DATASET:

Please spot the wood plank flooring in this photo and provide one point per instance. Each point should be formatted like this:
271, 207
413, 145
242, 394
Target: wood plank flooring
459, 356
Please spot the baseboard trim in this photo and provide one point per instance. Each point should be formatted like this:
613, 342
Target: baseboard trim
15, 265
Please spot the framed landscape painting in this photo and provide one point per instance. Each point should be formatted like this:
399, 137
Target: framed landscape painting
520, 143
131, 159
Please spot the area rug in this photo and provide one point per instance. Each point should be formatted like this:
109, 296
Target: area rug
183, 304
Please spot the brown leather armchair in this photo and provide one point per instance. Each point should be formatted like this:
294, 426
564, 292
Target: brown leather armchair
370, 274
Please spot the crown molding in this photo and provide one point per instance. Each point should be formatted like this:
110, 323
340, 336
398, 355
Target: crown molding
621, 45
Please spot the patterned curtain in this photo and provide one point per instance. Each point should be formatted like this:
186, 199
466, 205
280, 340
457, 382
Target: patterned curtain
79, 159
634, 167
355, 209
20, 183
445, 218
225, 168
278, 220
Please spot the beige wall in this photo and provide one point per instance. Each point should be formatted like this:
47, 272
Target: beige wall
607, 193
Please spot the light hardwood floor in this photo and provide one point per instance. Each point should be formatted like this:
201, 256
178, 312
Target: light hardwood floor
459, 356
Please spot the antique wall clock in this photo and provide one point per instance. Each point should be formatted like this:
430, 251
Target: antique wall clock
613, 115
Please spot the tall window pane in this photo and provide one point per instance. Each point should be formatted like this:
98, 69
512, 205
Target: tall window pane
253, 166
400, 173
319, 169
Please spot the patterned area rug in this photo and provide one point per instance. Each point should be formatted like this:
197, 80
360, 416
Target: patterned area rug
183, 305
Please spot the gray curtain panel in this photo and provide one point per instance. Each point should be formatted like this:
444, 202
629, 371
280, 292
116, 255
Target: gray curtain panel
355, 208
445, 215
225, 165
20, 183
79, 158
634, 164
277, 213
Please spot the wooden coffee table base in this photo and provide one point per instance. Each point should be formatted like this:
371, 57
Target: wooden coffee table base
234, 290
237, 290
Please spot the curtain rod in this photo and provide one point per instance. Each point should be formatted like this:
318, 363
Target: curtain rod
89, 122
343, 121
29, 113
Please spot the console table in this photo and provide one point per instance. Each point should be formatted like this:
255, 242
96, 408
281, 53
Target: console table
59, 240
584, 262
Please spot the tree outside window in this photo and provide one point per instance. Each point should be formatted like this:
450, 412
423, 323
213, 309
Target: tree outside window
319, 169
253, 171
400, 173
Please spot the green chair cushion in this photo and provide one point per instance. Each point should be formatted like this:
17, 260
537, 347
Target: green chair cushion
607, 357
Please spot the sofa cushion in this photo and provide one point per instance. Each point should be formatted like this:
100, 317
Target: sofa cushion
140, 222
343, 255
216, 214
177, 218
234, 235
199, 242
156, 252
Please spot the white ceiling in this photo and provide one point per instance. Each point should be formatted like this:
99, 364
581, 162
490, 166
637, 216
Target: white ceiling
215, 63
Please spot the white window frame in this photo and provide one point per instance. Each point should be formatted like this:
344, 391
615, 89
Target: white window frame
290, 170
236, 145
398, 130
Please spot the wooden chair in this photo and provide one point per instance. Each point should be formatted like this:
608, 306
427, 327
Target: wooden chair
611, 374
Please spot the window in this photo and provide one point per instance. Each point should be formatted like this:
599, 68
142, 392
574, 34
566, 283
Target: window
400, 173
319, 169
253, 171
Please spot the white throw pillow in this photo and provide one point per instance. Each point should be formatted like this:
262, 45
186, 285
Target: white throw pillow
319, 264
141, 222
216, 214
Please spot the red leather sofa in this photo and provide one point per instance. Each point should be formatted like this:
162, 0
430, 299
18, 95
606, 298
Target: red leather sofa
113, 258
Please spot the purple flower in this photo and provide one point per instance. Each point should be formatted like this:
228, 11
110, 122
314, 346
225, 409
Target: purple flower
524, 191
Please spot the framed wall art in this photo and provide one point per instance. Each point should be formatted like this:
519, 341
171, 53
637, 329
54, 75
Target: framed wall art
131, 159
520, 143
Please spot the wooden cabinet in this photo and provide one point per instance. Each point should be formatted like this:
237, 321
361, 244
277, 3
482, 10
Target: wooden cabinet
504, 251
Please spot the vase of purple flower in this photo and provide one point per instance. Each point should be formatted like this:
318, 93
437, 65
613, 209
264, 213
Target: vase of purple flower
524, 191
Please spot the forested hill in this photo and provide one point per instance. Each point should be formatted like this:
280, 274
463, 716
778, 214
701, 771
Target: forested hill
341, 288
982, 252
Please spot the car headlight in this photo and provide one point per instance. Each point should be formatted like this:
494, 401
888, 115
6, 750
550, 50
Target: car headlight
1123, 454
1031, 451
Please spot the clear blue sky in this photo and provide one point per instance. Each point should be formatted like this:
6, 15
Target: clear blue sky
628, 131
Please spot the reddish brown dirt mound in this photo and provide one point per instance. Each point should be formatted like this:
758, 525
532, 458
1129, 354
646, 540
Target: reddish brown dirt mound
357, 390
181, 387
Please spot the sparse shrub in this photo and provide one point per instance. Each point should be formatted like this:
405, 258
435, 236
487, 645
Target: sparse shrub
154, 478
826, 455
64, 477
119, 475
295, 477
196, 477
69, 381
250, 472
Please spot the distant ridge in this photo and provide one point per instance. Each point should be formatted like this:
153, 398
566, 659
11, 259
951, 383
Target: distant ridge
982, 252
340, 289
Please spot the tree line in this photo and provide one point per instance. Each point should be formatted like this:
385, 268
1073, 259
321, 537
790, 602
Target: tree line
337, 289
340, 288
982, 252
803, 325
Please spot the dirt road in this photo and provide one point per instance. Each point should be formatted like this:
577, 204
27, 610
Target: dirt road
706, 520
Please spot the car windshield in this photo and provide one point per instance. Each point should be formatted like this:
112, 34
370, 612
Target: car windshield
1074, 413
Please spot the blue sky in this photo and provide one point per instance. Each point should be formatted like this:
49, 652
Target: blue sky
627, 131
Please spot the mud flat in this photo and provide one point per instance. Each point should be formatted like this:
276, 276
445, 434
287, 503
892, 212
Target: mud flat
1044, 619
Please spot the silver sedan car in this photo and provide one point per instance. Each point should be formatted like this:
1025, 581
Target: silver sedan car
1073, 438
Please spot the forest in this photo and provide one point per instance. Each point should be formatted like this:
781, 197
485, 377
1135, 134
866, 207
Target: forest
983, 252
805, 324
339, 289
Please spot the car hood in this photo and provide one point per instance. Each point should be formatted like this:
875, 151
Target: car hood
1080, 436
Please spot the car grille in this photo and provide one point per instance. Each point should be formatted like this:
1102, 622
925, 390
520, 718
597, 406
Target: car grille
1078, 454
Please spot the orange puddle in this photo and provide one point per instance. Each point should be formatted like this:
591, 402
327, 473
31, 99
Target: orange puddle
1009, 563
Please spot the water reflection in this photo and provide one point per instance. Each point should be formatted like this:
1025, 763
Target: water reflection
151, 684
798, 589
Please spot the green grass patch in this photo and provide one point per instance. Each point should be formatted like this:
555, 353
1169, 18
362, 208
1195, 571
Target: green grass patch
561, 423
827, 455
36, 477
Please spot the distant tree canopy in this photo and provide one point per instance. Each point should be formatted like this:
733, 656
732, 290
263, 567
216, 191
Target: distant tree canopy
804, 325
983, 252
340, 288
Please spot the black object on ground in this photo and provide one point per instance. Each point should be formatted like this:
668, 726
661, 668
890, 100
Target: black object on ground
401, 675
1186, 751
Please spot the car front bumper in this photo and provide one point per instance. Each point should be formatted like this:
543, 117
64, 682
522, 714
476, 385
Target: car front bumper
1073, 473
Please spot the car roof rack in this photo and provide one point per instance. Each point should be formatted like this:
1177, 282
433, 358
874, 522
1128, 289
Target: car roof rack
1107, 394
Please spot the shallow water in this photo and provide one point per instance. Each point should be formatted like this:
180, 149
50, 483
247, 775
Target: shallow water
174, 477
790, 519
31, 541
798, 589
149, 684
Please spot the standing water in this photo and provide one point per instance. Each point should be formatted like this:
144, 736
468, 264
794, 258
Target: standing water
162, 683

TASK TO COMPLETE: Quote the line that contains "Please spot the shallow" and each line after it through the end of the data, exactly, leaving out everything else.

ANSWER SECTION:
Please spot the shallow water in this photo and provide one point per instance. Each point should be formatted like this:
180, 149
50, 483
247, 775
Target: shallow water
174, 477
790, 519
31, 541
798, 589
149, 684
Please spot the standing water in this photo and provide one point per instance. Each point should be formatted like this:
144, 736
468, 264
794, 258
Target: standing water
162, 683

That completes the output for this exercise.